> _Brief_
Your task is to extract every line from the material below exactly.

# Data to process start

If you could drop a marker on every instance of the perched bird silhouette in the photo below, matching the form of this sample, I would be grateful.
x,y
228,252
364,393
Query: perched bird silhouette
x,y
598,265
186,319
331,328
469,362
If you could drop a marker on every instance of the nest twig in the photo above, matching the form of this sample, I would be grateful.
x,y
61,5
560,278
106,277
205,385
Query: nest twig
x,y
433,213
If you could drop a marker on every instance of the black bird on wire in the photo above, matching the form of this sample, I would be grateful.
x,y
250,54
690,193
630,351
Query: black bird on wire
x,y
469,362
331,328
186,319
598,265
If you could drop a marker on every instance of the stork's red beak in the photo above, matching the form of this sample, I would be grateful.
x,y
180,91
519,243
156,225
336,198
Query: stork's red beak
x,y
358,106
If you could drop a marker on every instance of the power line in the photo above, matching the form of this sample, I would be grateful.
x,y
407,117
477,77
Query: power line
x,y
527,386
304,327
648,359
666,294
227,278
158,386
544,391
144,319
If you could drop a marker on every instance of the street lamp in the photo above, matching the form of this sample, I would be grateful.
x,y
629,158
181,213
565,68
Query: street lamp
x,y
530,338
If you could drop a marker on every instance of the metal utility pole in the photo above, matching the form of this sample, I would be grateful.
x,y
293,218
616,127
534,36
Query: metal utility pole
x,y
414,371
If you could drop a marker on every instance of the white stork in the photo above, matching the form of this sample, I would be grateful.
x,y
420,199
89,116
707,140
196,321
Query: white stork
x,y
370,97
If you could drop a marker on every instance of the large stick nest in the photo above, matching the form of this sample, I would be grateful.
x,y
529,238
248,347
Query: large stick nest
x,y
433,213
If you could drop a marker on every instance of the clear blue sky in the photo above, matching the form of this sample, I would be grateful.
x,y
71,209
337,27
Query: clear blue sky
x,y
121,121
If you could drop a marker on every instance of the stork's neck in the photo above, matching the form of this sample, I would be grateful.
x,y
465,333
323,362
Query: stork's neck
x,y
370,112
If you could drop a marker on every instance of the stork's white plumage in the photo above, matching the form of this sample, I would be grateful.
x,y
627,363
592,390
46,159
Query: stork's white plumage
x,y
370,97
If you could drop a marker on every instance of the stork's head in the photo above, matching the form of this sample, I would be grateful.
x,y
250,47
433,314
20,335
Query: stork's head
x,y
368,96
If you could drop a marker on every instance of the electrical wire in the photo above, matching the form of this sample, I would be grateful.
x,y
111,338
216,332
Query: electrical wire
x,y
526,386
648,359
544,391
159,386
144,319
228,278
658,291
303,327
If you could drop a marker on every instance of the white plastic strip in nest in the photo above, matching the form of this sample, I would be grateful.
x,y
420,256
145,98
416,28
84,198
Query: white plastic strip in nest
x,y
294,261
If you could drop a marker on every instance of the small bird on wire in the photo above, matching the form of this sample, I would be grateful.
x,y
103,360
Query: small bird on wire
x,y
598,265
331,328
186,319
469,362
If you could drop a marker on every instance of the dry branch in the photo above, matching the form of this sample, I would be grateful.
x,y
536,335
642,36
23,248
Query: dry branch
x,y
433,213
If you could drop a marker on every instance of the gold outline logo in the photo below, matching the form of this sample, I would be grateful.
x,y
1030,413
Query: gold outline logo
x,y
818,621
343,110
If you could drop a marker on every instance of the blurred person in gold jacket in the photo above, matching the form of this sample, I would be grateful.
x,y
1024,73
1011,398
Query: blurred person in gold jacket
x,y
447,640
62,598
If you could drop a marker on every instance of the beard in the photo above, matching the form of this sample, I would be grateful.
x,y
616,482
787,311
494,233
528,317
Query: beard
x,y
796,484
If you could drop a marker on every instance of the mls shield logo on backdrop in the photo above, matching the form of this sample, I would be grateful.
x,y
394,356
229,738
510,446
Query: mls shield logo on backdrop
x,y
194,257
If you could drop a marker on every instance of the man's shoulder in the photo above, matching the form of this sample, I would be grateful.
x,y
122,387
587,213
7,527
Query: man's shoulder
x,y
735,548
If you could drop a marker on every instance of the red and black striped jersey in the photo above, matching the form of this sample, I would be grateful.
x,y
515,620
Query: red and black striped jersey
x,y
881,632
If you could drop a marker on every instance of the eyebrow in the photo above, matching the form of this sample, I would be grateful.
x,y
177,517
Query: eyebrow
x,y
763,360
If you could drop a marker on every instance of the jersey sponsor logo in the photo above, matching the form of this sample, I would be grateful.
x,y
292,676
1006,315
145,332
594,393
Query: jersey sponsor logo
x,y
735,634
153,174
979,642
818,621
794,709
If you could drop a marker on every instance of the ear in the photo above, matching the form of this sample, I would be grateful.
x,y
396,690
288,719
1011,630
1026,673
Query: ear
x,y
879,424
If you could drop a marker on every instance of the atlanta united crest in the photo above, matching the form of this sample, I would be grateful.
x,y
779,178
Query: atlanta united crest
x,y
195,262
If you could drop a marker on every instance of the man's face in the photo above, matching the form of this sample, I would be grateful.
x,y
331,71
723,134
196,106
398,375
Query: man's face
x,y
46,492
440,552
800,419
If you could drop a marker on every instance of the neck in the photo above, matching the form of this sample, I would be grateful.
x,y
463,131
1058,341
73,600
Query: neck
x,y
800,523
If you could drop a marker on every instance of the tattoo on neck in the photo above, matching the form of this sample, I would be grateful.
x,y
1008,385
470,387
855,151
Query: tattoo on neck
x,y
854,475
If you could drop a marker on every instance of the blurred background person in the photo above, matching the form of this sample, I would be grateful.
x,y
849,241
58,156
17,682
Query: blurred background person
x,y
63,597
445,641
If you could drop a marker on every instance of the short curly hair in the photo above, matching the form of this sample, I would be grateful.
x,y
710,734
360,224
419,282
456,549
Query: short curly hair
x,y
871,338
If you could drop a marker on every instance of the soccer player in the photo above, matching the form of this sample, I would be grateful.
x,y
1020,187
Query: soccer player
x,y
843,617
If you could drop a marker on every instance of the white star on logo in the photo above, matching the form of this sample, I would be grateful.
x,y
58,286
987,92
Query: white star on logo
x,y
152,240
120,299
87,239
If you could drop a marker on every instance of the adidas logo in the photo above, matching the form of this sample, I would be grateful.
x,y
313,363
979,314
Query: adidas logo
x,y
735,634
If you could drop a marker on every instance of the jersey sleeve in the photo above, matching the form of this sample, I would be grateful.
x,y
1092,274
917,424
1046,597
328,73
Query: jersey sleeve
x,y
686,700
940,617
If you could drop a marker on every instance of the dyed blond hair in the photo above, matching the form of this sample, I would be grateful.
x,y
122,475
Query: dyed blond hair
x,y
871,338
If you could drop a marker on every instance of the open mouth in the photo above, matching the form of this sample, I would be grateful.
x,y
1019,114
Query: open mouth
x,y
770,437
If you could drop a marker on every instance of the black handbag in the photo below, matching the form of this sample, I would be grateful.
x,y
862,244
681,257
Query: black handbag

# Data to process end

> _Output of the task_
If you could drop a marker on every instance of the perched bird silhouette in the photo below, matching the form of this sample, I would be grateful.
x,y
228,252
364,393
Query: perched bird silhouette
x,y
598,265
186,319
331,328
469,362
If you could drop a marker on every instance of the nest twig in the photo above, matching the form of this sample, I would be grateful.
x,y
61,5
560,278
106,277
205,385
Query: nest twig
x,y
433,213
If you could drop a marker on every instance of the black bird on wire in the photo above, matching the form of this sample, I would be grateful.
x,y
250,54
690,193
630,351
Query: black bird on wire
x,y
469,362
331,328
186,319
598,265
If you could drop a marker on every instance of the stork's red beak in the photo above, matching the form of this sample, I would be grateful.
x,y
180,91
519,243
156,225
336,198
Query: stork's red beak
x,y
358,106
If you could drop a marker on every instance of the power line in the photo above, matching the form of this sample, I would be grateful.
x,y
407,117
477,77
Query: power line
x,y
527,386
304,327
648,359
666,294
227,278
158,386
544,391
144,319
If you could drop a marker on every instance of the street lamp in the photo above, matching the form of this sample, I would be grateful.
x,y
629,158
181,213
565,68
Query: street lamp
x,y
530,338
If you could drop a marker on every instance of the metal utility pole in the photo above, matching the form of this sample, I would be grateful.
x,y
293,218
616,127
534,36
Query: metal utility pole
x,y
414,371
If you could drop a marker on every instance of the white stork in the photo above, matching the form of this sample, I would be grateful.
x,y
420,199
89,116
707,140
196,321
Query: white stork
x,y
370,97
If you could drop a marker on every instance of the large stick nest in the photo above, matching the form of this sample, I would be grateful.
x,y
529,238
248,347
Query: large stick nest
x,y
433,213
If you could drop a marker on every instance of the clear blue sky in the photo above, matching the form of this sample, I would be grateful.
x,y
71,209
337,27
Query: clear blue sky
x,y
121,121
If you could drop a marker on every instance of the stork's neck in the photo above, matching the form of this sample, I would be grateful.
x,y
465,333
323,362
Query: stork's neck
x,y
370,112
If you could drop a marker on every instance of the stork's white plumage in the photo above, matching the form of this sample, I would be grateful.
x,y
627,363
592,390
46,159
Query: stork's white plumage
x,y
370,97
If you could drop a marker on every instance of the stork's head in the photo above, matching the form of this sample, I would be grateful.
x,y
250,47
433,314
20,335
Query: stork's head
x,y
368,96
If you could drop a marker on every instance of the electrical wire in the photo above, matching the form of this sample, I would be grateful.
x,y
111,338
216,332
Query: electrical wire
x,y
526,386
648,359
544,391
159,386
144,319
228,278
658,291
303,327
If you could drop a marker on every instance of the white plastic strip in nest in the photo above, matching the form of this sample, I would be grateful.
x,y
420,256
145,98
416,28
84,198
Query: white plastic strip in nest
x,y
294,261
If you could drop a marker on every instance of the small bird on wire in the photo above, matching the form of this sample, I would be grateful.
x,y
103,360
Query: small bird on wire
x,y
598,265
331,328
186,319
469,362
If you could drop a marker on every instance of the dry branch in the photo above, matching the form of this sample, I would be grateful.
x,y
536,335
642,36
23,248
Query: dry branch
x,y
433,213
If you could drop a marker on every instance of the gold outline logo in the photo below, matching the form of this sample, I would be grateful.
x,y
1030,413
Query: gold outline logo
x,y
818,621
343,110
If you could drop a marker on every instance of the blurred person in gold jacket in the photo above, matching the form of this sample, I would be grateful.
x,y
1024,73
1011,398
Query: blurred person in gold jacket
x,y
447,640
62,598
If you could drop a marker on every instance of the beard in the photo above, matching the form of this sample, I would be grateful.
x,y
616,482
787,311
494,233
528,317
Query: beard
x,y
796,484
If you could drop a marker on every instance of the mls shield logo on backdrop in the photo above, matching the form of this sample, I would be grateful.
x,y
394,356
229,738
510,446
Query: mls shield logo on backdrop
x,y
194,257
If you could drop a marker on every instance of the man's shoulder in the photo above, matching the form of this sample, I would be grateful.
x,y
122,387
587,213
7,527
Query: man's shoulder
x,y
735,548
If you could drop a marker on every instance of the red and black striped jersey in the photo above, matching the form of this sample, I would be grateful.
x,y
515,620
Query: red and black striped jersey
x,y
881,632
If you could drop a marker on every instance of the eyebrow in the photo above, matching the form of this sample, I would be grateful.
x,y
177,517
Query: eyebrow
x,y
763,360
If you could drop a marker on every instance of the jersey sponsor logo in the photo above, matching the form of this sample, I would be grateful.
x,y
292,676
1006,315
145,332
594,393
Query: jersey sponsor logo
x,y
735,634
153,174
979,642
818,621
794,709
If you could drop a marker on every instance of the ear in the photo above, matching the form of this sample, I would be grateful.
x,y
396,690
288,719
1011,630
1026,673
Query: ear
x,y
879,424
If you could drop a marker on every instance of the atlanta united crest in the photo above, matching the form of this sample, I would be grateful.
x,y
779,178
Query: atlanta united crest
x,y
195,262
If you could drop a marker on every instance of the man's face in the photo above, matching the form of this sample, I would be grateful.
x,y
331,71
723,134
196,106
398,375
Query: man's face
x,y
46,492
440,552
800,419
If you could drop a marker on every instance of the neck in the photo above, matching the form of this sample, I would be grateful.
x,y
463,131
1058,341
73,600
Query: neck
x,y
800,523
If you could drop a marker on every instance of the tattoo on neck in the photo above, matching the form of this sample, I would be grateful.
x,y
1008,385
470,387
855,151
Query: tattoo on neck
x,y
854,475
If you could drop a marker on every instance of the blurred background person in the photo above, matching the form of this sample, I would be grateful.
x,y
849,241
58,156
17,682
Query: blurred background person
x,y
63,597
445,641
If you could drop a marker on every instance of the short curly hair in the photo above, matching the form of this sample, I would be grateful.
x,y
710,734
360,224
419,282
456,549
Query: short curly hair
x,y
871,338
If you could drop a marker on every instance of the soccer player in the photo above, matching the form of this sample, I would be grateful.
x,y
1020,187
Query: soccer player
x,y
843,617
If you could drop a marker on every instance of the white star on logo in the photo above, matching the form of this sample, I would be grateful.
x,y
58,286
987,92
Query: white star on logo
x,y
152,240
120,299
87,239
If you could drop a marker on every instance of the adidas logo in the photo above, matching the form of this sample, I would be grateful.
x,y
313,363
979,314
Query: adidas logo
x,y
735,634
If you could drop a marker on every instance of the jersey sleeve in the photo above, matching the form of this sample, I would be grateful.
x,y
1092,274
917,424
1046,597
328,73
Query: jersey sleeve
x,y
686,700
940,617
If you could drop a marker on every instance of the dyed blond hair in the photo above, matching the form of this sample, I would be grateful.
x,y
122,475
Query: dyed blond hair
x,y
871,338
If you could drop a marker on every instance of the open mouth in the photo above, matching the form of this sample, I would be grateful.
x,y
1019,114
Query: open mouth
x,y
770,437
If you could drop a marker on every instance of the black handbag in the photo below, matching the form of this sample, I would be grateful.
x,y
862,244
681,257
Query: black handbag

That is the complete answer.